## Your task
Reproduce part of the project write-up on internet news and party registration word for word, beginning at the words "Titorchuk Oleksandr" and stopping after "a member of)?".

## Passage to read
## begin

Titorchuk Oleksandr

Introduction:

Research question: Is there a relationship between person’s preferred source of getting information about USA political life (namely, internet) and his political views (namely, the party he is a member of)?

I believe that there are three main factors that have changed the global landscape of media in XXI century. These are:
1. the emergence of social networks (Facebook, Twitter, Instagram, Tumblr, Flickr etc.) and instant messaging services;
2. the enter to the market of smartphones with photo and video shooting functions and internet access;
3. increasing internet access coverage.

Starting as a simply the quickest source of news for “older” medias (recall Twitter) internet soon has become a media itself, which is expressed on the one hand in emergence of fully online news media companies (like Buzzfeed or The Huffington Post) and internet versions of traditional newspapers and TV channels (The New York Times, Washington Post, The Guardian; CNN, BBC, Fox, Aljazeera etc.) and on the other in the bankruptcy of traditional media [1]. This is why it is extremely interesting for me to evaluate the influence that internet has on the populations’ social life, in this case – it’s political views. It’s also has an obvious practical interest for political parties to conduct such research to adjust their campaigns in terms of the most effective means of agitation (in the context of different population cuts – divided by age, social status, income etc.).

Data:

My Data Analysis project examines the relationship between two categorical variables, each of which represents an answer to the question posed by American National Election Studies 2012 to the US eligible voters (representing the cases in my dataset):

  1. prmedia_atinews:
    Categorical (ordinal)
    How much attention do you pay to news about national politics on the Internet
    Levels: 1-A great deal 2-A lot 3-A moderate amount 4-A little 5-None at all

  2. prevote_regpty
    Categorical
    What political party are you registered with, if any?

## end

## Data block
## begin

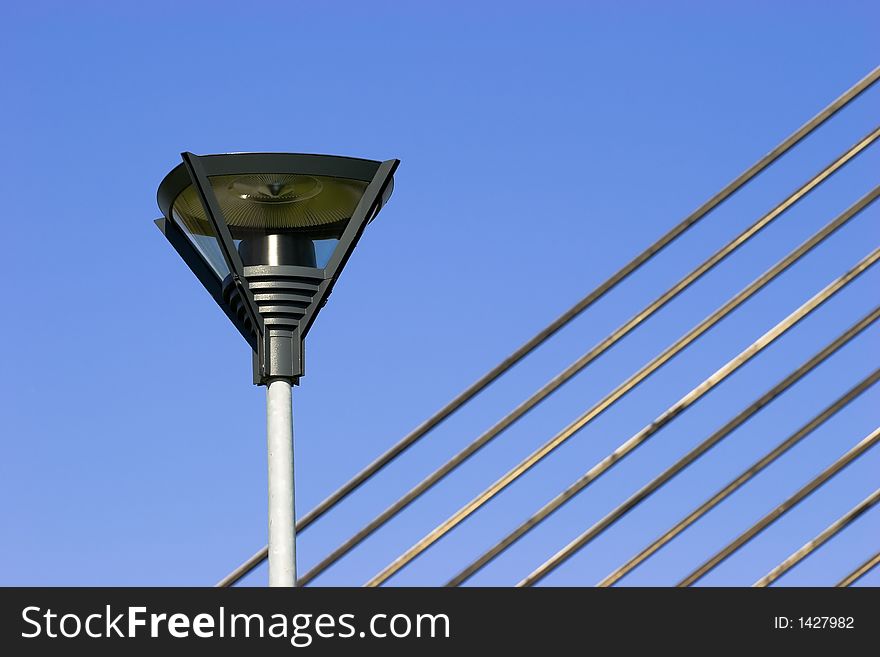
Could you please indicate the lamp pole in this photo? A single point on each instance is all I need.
(282, 523)
(267, 234)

## end

## Answer to the problem
Titorchuk Oleksandr

Introduction:

Research question: Is there a relationship between person’s preferred source of getting information about USA political life (namely, internet) and his political views (namely, the party he is a member of)?